Parts of the exercise |
**1)** List every person named in the article on Worst Cooks in America season 13.
**2)** Write the next part of the article on Worst Cooks in America season 13, starting after its final sentence.

Passage for review |
- - -
- Judges: Anne Burrell; Tyler Florence;
- No. of contestants: 7
- Winner: La Toya Jackson
- Winning mentor: Tyler Florence
- Runner-up: Ian Ziering
- No. of episodes: 6

Release
- Original network: Food Network
- Original release: April 15 – May 20, 2018

Season chronology
- ← Previous Season 12 Next → Season 14

= Worst Cooks in America season 13 =

Worst Cooks in America 13, also known as Celebrity Edition 4, is the thirteenth season of the American competitive reality television series Worst Cooks in America. This is the fourth iteration of the celebrity editions. It premiered on Food Network on April 15, 2018 and concluded on May 20, 2018. La Toya Jackson was the winner of this season, with Ian Ziering as the runner-up.
- - -
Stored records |

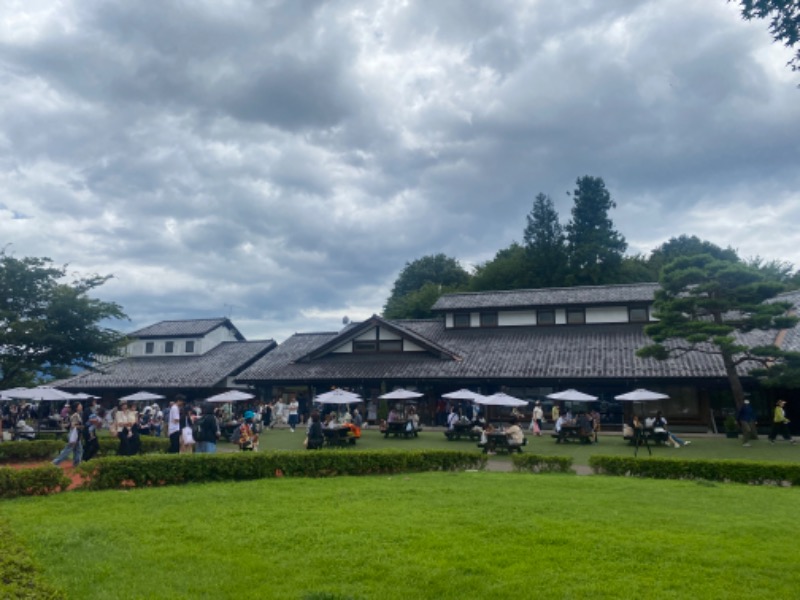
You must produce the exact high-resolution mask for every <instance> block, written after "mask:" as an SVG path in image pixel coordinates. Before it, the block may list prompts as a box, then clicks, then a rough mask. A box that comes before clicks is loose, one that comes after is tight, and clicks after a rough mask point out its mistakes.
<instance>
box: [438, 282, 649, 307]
mask: <svg viewBox="0 0 800 600" xmlns="http://www.w3.org/2000/svg"><path fill="white" fill-rule="evenodd" d="M658 287H659V285H658V284H657V283H632V284H628V285H594V286H583V287H571V288H541V289H532V290H507V291H499V292H465V293H459V294H445V295H444V296H442V297H440V298H439V299H438V300H437V301H436V303H435V304H434V305H433V308H432V310H434V311H451V310H469V309H475V310H477V309H481V308H530V307H537V306H553V307H555V306H567V305H580V306H587V305H608V304H621V303H625V304H629V303H632V302H642V303H650V302H653V300H654V299H655V292H656V290H657V289H658Z"/></svg>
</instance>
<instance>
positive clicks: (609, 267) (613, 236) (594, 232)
mask: <svg viewBox="0 0 800 600" xmlns="http://www.w3.org/2000/svg"><path fill="white" fill-rule="evenodd" d="M576 183H577V186H578V187H577V189H576V190H575V193H574V194H573V198H574V201H575V204H574V205H573V207H572V220H571V221H570V222H569V223H568V224H567V248H568V253H569V275H568V277H567V283H568V284H569V285H603V284H608V283H614V282H616V280H617V277H618V275H619V270H620V266H621V264H622V255H623V254H624V253H625V250H626V248H627V247H628V244H627V243H626V242H625V238H624V237H623V236H622V234H620V233H619V232H618V231H617V230H615V229H614V224H613V223H612V222H611V219H609V218H608V211H609V210H611V209H612V208H616V206H617V205H616V203H615V202H614V201H613V200H612V199H611V194H609V193H608V190H607V189H606V184H605V182H604V181H603V180H602V179H601V178H600V177H591V176H589V175H585V176H583V177H579V178H578V180H577V182H576Z"/></svg>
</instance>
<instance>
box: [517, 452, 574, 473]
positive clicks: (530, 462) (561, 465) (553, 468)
mask: <svg viewBox="0 0 800 600" xmlns="http://www.w3.org/2000/svg"><path fill="white" fill-rule="evenodd" d="M511 462H512V464H513V465H514V470H515V471H525V472H527V473H574V471H573V470H572V457H571V456H544V455H541V454H516V455H513V456H512V457H511Z"/></svg>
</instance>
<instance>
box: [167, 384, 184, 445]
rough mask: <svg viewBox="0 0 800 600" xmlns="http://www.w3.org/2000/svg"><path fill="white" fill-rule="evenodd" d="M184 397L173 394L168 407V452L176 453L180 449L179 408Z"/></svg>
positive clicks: (179, 427) (167, 427)
mask: <svg viewBox="0 0 800 600" xmlns="http://www.w3.org/2000/svg"><path fill="white" fill-rule="evenodd" d="M185 400H186V398H185V397H184V396H183V395H182V394H178V395H177V396H175V402H173V403H172V405H170V407H169V417H168V423H167V434H168V435H169V450H167V452H168V453H169V454H178V452H180V449H181V409H182V408H183V403H184V401H185Z"/></svg>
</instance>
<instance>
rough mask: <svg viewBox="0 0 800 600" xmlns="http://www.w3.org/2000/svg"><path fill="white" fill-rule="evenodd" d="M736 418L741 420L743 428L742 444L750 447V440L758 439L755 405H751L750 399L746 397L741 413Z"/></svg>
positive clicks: (741, 429) (754, 439) (744, 446)
mask: <svg viewBox="0 0 800 600" xmlns="http://www.w3.org/2000/svg"><path fill="white" fill-rule="evenodd" d="M736 420H737V421H739V428H740V429H741V430H742V446H744V447H745V448H749V447H750V440H757V439H758V434H757V433H756V416H755V413H754V412H753V407H752V406H751V405H750V400H747V399H746V398H745V401H744V403H743V404H742V406H741V408H739V413H738V414H737V415H736Z"/></svg>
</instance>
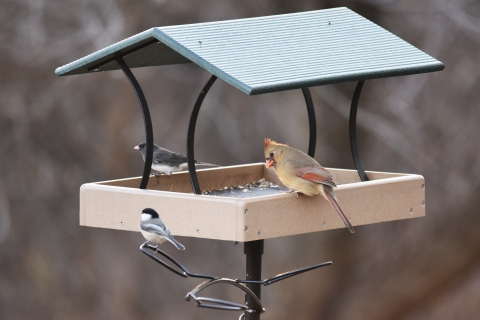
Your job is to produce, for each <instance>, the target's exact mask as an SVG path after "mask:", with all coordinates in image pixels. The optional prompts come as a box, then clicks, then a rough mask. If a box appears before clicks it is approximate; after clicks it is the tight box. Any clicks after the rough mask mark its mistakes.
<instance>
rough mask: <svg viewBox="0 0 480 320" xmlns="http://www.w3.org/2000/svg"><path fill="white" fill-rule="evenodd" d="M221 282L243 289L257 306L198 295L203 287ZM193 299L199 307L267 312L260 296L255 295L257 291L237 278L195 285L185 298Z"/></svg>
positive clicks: (223, 309) (227, 309)
mask: <svg viewBox="0 0 480 320" xmlns="http://www.w3.org/2000/svg"><path fill="white" fill-rule="evenodd" d="M219 283H226V284H229V285H232V286H235V287H237V288H240V289H241V290H243V291H244V292H245V294H246V295H248V296H249V297H250V298H251V299H252V301H253V302H254V304H255V308H250V307H249V306H246V305H243V304H239V303H235V302H231V301H226V300H220V299H214V298H207V297H197V294H198V293H199V292H200V291H202V290H203V289H205V288H207V287H210V286H212V285H215V284H219ZM191 299H193V300H195V301H196V302H197V306H198V307H203V308H212V309H221V310H231V311H246V312H256V313H263V312H265V309H264V308H263V307H262V303H261V302H260V299H258V297H257V296H256V295H255V293H253V291H252V290H250V289H249V288H247V287H246V286H245V285H243V284H240V283H238V282H236V280H232V279H227V278H220V279H216V280H207V281H205V282H203V283H201V284H199V285H198V286H197V287H195V289H193V290H192V291H190V292H189V293H188V294H187V296H186V297H185V300H187V301H190V300H191ZM205 302H207V303H205Z"/></svg>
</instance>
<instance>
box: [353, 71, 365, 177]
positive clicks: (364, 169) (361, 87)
mask: <svg viewBox="0 0 480 320" xmlns="http://www.w3.org/2000/svg"><path fill="white" fill-rule="evenodd" d="M364 82H365V80H362V81H358V83H357V87H356V88H355V92H354V94H353V99H352V105H351V106H350V121H349V129H350V130H349V131H350V150H351V151H352V156H353V162H354V163H355V167H356V168H357V171H358V175H359V176H360V179H361V180H362V181H369V179H368V177H367V174H366V173H365V169H364V168H363V165H362V160H360V154H359V153H358V145H357V108H358V101H359V100H360V94H361V93H362V88H363V84H364Z"/></svg>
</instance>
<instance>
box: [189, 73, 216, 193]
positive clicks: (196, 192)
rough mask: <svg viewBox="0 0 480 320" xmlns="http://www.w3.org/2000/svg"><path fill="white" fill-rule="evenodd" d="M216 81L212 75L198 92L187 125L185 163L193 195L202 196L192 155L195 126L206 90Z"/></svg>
mask: <svg viewBox="0 0 480 320" xmlns="http://www.w3.org/2000/svg"><path fill="white" fill-rule="evenodd" d="M215 80H217V77H216V76H214V75H212V76H211V77H210V80H208V82H207V84H206V85H205V87H203V90H202V92H200V94H199V96H198V98H197V101H196V102H195V106H194V107H193V110H192V114H191V115H190V123H189V124H188V133H187V162H188V173H189V175H190V182H191V183H192V188H193V192H194V193H195V194H202V190H200V185H199V184H198V178H197V170H196V169H195V153H194V148H193V147H194V143H195V126H196V125H197V117H198V112H199V111H200V107H201V106H202V102H203V99H204V98H205V96H206V95H207V93H208V90H210V88H211V87H212V85H213V83H214V82H215Z"/></svg>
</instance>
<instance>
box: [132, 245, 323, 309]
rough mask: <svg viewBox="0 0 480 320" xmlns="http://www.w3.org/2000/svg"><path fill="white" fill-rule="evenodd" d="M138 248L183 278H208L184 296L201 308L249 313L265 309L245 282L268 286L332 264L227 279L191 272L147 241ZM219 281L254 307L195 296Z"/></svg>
mask: <svg viewBox="0 0 480 320" xmlns="http://www.w3.org/2000/svg"><path fill="white" fill-rule="evenodd" d="M147 249H149V250H152V251H154V252H155V253H158V254H160V255H162V256H164V257H165V258H167V259H168V260H170V262H172V263H173V264H174V265H175V266H177V267H178V269H180V270H182V271H183V272H181V271H179V270H177V269H175V268H174V267H172V266H171V265H169V264H168V263H166V262H165V261H163V260H161V259H159V258H158V257H156V256H155V255H153V254H151V253H150V252H148V251H147ZM140 250H141V251H142V252H143V253H145V254H146V255H147V256H148V257H150V258H151V259H153V260H154V261H156V262H157V263H159V264H161V265H162V266H163V267H165V268H167V269H168V270H170V271H172V272H173V273H175V274H177V275H179V276H181V277H183V278H188V277H192V278H203V279H209V280H207V281H205V282H203V283H201V284H199V285H198V286H197V287H195V288H194V289H193V290H192V291H190V292H189V293H188V294H187V296H186V297H185V300H186V301H190V300H191V299H193V300H195V301H196V302H197V306H198V307H202V308H211V309H222V310H231V311H245V312H249V313H263V312H265V309H264V308H263V307H262V303H261V302H260V299H259V298H258V296H257V295H256V294H255V293H254V292H253V291H252V290H251V289H249V288H247V286H246V285H243V283H245V284H247V285H248V284H263V285H264V286H268V285H270V284H272V283H275V282H278V281H281V280H284V279H287V278H290V277H293V276H296V275H298V274H301V273H304V272H307V271H310V270H314V269H317V268H321V267H325V266H329V265H331V264H332V262H331V261H328V262H324V263H320V264H316V265H313V266H309V267H304V268H299V269H295V270H292V271H288V272H284V273H280V274H277V275H276V276H273V277H271V278H268V279H265V280H240V279H235V280H234V279H229V278H219V277H216V276H211V275H203V274H198V273H191V272H190V271H188V269H187V268H185V267H184V266H183V265H182V264H181V263H180V262H178V261H177V260H175V259H174V258H172V257H171V256H169V255H168V254H166V253H165V252H163V251H162V250H159V249H158V246H152V245H150V244H148V241H146V242H144V243H143V244H142V245H141V246H140ZM219 283H226V284H228V285H232V286H235V287H237V288H240V289H241V290H243V291H244V292H245V294H246V295H247V296H248V297H250V299H249V301H252V302H253V303H254V304H255V308H250V307H249V306H247V305H243V304H239V303H235V302H231V301H226V300H220V299H214V298H208V297H197V294H198V293H199V292H200V291H202V290H203V289H205V288H207V287H209V286H212V285H215V284H219Z"/></svg>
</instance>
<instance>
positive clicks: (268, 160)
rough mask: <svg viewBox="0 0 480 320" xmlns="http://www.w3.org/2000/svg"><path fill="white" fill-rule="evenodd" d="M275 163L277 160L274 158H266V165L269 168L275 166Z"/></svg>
mask: <svg viewBox="0 0 480 320" xmlns="http://www.w3.org/2000/svg"><path fill="white" fill-rule="evenodd" d="M274 165H275V161H273V159H267V160H265V166H266V167H267V168H270V167H273V166H274Z"/></svg>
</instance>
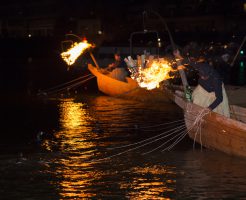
- - -
Answers to the problems |
**1)** Anne Burrell, Tyler Florence, La Toya Jackson, Ian Ziering

**2)**
== Format ==
Worst Cooks in America (Celebrity Edition) is an American reality television series in which celebrities (referred to as "recruits") with poor cooking skills undergo a culinary boot camp for the chance to win a $50,000 prize to donate to the charity of their choice. The recruits are trained on the various basic cooking techniques including baking, knife skills, temperature, seasoning and preparation. Each episode features two core challenges: the Skills Drill, which tests their grasp of basic techniques demonstrated by the chef mentors, and the Main Dish Challenge, where they must apply those skills to recreate or invent a more complex dish under specific guidelines. The weakest performer is eliminated at the end of each episode. The final two contestants prepare a restaurant-quality, three-course meal for a panel of food critics, who evaluate the dishes based on taste, presentation, and overall improvement.

== Judges ==
Tyler Florence returns with Anne Burrell to host season 4 of the Celebrity Edition. This is the first Celebrity Edition to not feature Rachael Ray as a judge. The season premiered on April 15, 2018.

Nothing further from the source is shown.